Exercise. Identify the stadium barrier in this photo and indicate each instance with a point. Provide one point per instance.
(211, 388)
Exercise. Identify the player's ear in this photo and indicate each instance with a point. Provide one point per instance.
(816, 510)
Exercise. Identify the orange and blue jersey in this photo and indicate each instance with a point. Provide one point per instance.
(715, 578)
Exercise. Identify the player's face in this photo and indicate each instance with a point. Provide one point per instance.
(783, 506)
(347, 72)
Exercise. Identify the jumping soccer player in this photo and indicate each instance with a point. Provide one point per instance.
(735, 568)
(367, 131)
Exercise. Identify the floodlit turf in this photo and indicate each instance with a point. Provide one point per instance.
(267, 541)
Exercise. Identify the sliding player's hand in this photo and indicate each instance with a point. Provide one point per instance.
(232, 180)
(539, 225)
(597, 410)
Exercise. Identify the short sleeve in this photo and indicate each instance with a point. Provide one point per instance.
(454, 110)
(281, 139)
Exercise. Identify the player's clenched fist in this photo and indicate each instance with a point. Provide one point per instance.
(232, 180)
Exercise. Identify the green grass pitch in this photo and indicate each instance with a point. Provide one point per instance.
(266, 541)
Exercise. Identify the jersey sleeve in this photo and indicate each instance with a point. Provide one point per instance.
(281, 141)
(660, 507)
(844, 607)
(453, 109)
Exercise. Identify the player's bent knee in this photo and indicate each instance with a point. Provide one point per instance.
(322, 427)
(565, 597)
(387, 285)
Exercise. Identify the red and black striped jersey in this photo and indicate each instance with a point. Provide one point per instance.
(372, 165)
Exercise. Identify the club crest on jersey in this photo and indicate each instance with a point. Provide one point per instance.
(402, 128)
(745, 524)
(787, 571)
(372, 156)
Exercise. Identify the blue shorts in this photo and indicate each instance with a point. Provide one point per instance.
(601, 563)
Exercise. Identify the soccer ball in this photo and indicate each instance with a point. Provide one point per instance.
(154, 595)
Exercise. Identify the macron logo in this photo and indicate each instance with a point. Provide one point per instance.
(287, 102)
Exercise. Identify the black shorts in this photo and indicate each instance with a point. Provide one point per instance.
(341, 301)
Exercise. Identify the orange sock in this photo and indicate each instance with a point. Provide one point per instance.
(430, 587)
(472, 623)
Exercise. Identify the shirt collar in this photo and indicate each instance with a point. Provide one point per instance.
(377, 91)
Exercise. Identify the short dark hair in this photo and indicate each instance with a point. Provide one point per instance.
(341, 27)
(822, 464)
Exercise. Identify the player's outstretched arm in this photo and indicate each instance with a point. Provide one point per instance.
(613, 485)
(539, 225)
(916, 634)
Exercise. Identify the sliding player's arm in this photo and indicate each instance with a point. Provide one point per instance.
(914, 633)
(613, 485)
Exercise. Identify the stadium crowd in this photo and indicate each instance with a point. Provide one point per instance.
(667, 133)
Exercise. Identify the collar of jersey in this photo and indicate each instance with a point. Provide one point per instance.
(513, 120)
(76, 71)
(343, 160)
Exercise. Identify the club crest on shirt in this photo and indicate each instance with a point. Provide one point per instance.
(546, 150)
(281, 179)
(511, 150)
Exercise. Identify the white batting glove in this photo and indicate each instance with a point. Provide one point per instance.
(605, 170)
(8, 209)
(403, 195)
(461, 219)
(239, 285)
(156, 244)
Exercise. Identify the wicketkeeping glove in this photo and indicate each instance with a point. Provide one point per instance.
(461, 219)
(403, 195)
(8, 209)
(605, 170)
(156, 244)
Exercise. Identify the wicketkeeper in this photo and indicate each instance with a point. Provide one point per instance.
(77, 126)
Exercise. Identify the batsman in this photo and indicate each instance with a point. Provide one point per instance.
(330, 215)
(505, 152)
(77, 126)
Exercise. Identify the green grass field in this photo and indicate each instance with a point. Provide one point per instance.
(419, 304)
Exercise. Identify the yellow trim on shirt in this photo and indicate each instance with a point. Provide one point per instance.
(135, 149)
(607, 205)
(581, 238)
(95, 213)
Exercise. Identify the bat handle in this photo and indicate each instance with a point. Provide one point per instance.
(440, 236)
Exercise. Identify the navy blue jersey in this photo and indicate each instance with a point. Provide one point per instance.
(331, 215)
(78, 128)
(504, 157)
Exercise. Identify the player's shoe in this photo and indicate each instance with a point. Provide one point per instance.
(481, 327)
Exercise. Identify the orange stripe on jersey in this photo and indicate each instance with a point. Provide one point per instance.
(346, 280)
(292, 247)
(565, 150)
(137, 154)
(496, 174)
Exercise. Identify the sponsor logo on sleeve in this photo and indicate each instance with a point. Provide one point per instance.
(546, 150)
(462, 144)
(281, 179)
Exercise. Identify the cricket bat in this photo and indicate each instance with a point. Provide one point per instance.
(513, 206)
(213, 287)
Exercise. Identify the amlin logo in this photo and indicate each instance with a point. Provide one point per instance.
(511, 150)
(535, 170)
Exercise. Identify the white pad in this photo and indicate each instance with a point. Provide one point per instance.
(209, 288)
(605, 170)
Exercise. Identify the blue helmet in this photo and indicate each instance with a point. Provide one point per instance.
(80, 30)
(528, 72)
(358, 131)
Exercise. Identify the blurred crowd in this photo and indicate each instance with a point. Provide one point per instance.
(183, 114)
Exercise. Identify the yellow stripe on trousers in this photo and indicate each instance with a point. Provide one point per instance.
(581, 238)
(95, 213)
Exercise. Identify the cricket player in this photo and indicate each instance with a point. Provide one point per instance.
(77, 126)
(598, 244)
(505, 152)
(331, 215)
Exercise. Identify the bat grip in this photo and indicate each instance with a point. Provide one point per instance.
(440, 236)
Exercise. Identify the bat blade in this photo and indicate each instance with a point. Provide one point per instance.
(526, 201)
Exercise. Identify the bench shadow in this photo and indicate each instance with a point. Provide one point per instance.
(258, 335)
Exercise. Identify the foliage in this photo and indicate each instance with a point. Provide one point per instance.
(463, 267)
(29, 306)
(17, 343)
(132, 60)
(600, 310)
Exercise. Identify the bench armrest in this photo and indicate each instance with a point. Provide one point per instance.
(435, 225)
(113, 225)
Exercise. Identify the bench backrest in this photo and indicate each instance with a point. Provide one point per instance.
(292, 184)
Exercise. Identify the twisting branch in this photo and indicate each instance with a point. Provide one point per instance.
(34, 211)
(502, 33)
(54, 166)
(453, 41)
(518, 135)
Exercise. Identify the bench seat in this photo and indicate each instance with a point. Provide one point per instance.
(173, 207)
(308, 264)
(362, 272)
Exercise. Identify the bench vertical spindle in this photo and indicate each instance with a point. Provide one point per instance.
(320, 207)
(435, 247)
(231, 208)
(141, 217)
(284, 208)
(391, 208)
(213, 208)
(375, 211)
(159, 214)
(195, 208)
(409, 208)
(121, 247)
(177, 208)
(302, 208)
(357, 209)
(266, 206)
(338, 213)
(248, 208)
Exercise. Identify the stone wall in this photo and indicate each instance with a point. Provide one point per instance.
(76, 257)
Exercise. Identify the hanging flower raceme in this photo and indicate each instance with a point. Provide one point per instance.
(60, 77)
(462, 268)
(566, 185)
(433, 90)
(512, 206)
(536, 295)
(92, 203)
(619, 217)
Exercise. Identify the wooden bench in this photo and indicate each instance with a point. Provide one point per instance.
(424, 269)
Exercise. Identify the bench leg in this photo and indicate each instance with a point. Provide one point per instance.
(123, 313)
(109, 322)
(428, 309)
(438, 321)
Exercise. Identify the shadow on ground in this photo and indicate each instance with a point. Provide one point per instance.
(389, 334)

REQUIRED WORK | The lines to output run from the one containing "Exercise. Identify the bench seat" through the last line of the records above; repeat them exactly and nothing more.

SOLUTION BELOW |
Exercise. Identify the bench seat in this photo and indicate each instance with a point. Provide one point per instance.
(173, 207)
(308, 264)
(362, 272)
Exercise. Identify the bench vertical spindle in this photo and indicate each instance with a point. Provide one point per instance.
(320, 207)
(435, 247)
(231, 208)
(141, 217)
(284, 208)
(391, 208)
(213, 208)
(375, 211)
(159, 214)
(195, 208)
(409, 208)
(121, 247)
(177, 208)
(302, 208)
(357, 209)
(266, 206)
(338, 213)
(248, 208)
Exercise. Identify the stone wall in this photo and indicate each instance with a point. Provide one point per instance.
(76, 257)
Exercise. Identify the hanging flower raceme in this photo and indicate each instance with a point. Provide one point per instance.
(60, 77)
(462, 268)
(566, 185)
(433, 90)
(512, 206)
(536, 295)
(92, 203)
(619, 217)
Exercise. Identify the wooden bench in this photo and indicate each instance with a point. Provide one point per instance.
(424, 269)
Exercise. Identify the bench leg in this photo and indicate each instance with a point. Provide one point per instance.
(123, 313)
(109, 322)
(428, 309)
(438, 321)
Exercise. Identify the shadow on ground in this photo and indicate each instance with a point. Provide one point per instance.
(389, 334)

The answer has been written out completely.